What you need to do:
Restate the records that follow. Every word must match.

--

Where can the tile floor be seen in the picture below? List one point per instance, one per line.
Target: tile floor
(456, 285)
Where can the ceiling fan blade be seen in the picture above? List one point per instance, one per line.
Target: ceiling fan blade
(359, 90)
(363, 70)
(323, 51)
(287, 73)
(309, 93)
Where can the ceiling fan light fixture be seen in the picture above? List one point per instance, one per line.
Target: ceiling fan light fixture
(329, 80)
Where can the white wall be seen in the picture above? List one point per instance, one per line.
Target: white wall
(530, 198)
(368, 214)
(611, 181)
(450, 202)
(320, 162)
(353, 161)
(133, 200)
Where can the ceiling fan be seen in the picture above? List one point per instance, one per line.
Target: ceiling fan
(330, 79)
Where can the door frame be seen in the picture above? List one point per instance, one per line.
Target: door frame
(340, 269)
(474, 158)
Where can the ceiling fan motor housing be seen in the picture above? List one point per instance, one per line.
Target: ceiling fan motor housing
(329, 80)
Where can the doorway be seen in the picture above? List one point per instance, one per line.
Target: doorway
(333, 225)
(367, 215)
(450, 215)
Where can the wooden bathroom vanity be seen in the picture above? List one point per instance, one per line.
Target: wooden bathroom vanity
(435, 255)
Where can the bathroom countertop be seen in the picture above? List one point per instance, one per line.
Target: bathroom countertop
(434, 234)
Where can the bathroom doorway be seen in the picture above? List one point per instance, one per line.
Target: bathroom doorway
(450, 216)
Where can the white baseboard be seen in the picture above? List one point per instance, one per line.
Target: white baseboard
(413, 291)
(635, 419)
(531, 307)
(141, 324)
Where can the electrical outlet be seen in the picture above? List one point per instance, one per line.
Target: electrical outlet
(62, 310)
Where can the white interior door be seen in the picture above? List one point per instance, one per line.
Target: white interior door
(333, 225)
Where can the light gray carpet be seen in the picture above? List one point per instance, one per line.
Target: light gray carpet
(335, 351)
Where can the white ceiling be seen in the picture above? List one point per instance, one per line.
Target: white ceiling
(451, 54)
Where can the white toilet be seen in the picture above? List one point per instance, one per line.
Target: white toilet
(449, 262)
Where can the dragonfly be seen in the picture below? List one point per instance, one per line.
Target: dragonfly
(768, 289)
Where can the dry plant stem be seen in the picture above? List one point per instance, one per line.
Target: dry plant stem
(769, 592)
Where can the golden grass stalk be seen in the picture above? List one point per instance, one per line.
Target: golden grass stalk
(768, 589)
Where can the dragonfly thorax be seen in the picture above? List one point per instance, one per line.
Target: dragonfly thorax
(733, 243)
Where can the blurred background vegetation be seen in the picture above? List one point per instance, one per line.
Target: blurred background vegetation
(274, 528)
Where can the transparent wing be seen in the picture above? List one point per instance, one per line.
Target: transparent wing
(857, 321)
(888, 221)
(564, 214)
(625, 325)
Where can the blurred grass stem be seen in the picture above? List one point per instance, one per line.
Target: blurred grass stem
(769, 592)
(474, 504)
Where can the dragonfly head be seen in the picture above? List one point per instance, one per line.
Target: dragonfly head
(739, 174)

--

Problem solution:
Where can the tile floor be seen in the picture below? List one point per instance, one per line.
Target: tile floor
(456, 285)
Where can the ceiling fan blade be seen in the picture above? List one point per instance, one per line.
Target: ceiling fan blade
(359, 90)
(363, 70)
(323, 51)
(287, 73)
(309, 93)
Where can the ceiling fan light fixture be seen in the picture above? List one point per instance, one per line.
Target: ceiling fan light fixture
(329, 80)
Where can the white wall be seen in the picture above? List one point per instance, one per line.
Target: white wall
(530, 198)
(368, 214)
(611, 181)
(450, 202)
(320, 162)
(353, 161)
(133, 200)
Where can the ceiling fan be seen in the picture above? List one point per instance, one per line.
Target: ceiling fan
(330, 79)
Where can the door frame be seen in the picture above? List one point per instance, one per line.
Target: door frame
(340, 269)
(474, 158)
Where can the ceiling fan motor housing be seen in the picture above? List one point per instance, one per line.
Target: ceiling fan motor housing
(329, 80)
Where can the doorway be seen in the picture above? List one point per instance, one per line.
Target: doorway
(333, 225)
(367, 215)
(450, 215)
Where can the wooden bathroom vanity be seen in the picture above? List one point per instance, one per line.
Target: wooden bathroom vanity
(435, 255)
Where can the bathroom countertop be seen in the picture above? List one point per instance, one per line.
Target: bathroom countertop
(434, 234)
Where can the bathroom doorway be seen in the picture above? List one point per instance, one per line.
Target: bathroom doorway
(450, 216)
Where can the white baseboard be seen in the picture above? List one point per instance, one per line.
Target: white baseboard
(413, 291)
(635, 419)
(531, 307)
(141, 324)
Where can the electrical outlet be seen in the picture above? List one point per instance, one per line.
Target: electrical outlet
(62, 310)
Where can the white interior door be seen in the picture above? List one point per instance, one per line.
Target: white interior door
(333, 225)
Where can the light gray carpet be seen in the picture above? List one point per instance, one per line.
Target: light gray carpet
(335, 351)
Where can the white ceiling be seen in the picture above? List one point per instance, one per line.
Target: white ceiling
(451, 54)
Where can the white toilet be seen in the picture above? List one point per instance, one per line.
Target: white toilet
(449, 262)
Where can the dragonfly be seen in the picture below? List one point per instance, one per line.
Target: dragonfly
(768, 289)
Where can the dry plant stem be seen in the picture above? List one point per instance, one per line.
Target: dry plant stem
(769, 592)
Where can the golden grass stalk be seen in the picture above? List one point per instance, one per line.
Target: golden grass stalk
(768, 589)
Where can the dragonfly thorax be seen in the picture above? List one point per instance, one per line.
Target: dragonfly thorax
(733, 243)
Where can the blurred background vegetation be seen in the picture above? List one point per instance, one per line.
Target: blurred background vegetation
(274, 528)
Where can the transparent wing be seen in the picture above? List one point per instance, one per line.
Target: transparent wing
(857, 321)
(888, 221)
(564, 214)
(625, 325)
Where can the blurred grass stem be seen in the picture above? List one point per instance, one per line.
Target: blurred grass stem
(769, 592)
(474, 504)
Where can the dragonfly head be seen in the picture above? List one point per instance, one per line.
Target: dragonfly head
(739, 174)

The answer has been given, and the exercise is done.